> Problem to work on: Set down exactly, from the records below, the line with "Target: textured bark" through the line with "Where can the illuminated", and nothing else.
------------
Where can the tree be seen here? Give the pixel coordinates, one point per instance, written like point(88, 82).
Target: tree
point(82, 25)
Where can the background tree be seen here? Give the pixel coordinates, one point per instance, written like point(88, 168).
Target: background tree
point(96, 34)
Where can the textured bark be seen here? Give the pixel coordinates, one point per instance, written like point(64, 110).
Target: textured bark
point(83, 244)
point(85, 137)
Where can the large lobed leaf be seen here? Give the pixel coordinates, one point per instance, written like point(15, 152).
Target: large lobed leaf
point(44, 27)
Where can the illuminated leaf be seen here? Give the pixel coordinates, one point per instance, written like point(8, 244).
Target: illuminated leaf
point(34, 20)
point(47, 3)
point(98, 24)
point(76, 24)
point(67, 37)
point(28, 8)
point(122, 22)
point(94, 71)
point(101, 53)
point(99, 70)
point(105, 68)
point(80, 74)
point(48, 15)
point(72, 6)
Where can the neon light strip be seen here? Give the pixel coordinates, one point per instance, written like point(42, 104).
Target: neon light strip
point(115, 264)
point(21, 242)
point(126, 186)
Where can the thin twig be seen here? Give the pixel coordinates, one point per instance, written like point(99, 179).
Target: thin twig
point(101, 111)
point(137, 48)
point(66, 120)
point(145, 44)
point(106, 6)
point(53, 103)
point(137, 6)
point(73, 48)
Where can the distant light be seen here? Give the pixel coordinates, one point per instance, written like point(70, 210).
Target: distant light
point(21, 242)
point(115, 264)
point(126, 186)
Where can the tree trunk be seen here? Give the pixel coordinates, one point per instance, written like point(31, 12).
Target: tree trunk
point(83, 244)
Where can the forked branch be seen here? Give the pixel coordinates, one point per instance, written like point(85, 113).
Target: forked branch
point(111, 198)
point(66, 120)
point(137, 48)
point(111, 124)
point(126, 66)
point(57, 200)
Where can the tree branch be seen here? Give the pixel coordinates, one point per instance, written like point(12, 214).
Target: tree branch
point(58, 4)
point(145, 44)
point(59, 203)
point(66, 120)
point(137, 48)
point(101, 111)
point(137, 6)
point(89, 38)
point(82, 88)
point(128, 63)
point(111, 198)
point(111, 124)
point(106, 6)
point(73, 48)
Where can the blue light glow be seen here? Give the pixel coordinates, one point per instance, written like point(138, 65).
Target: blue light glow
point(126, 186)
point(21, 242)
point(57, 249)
------------
> Response to the task:
Target: textured bark
point(83, 244)
point(85, 137)
Where can the large lobed leaf be seen here? Give the pixel coordinates, one point per instance, written like point(15, 152).
Target: large lobed leaf
point(44, 27)
Where can the illuminated leaf be seen here? Give the pixel coordinates, one point per instance, written like point(8, 244).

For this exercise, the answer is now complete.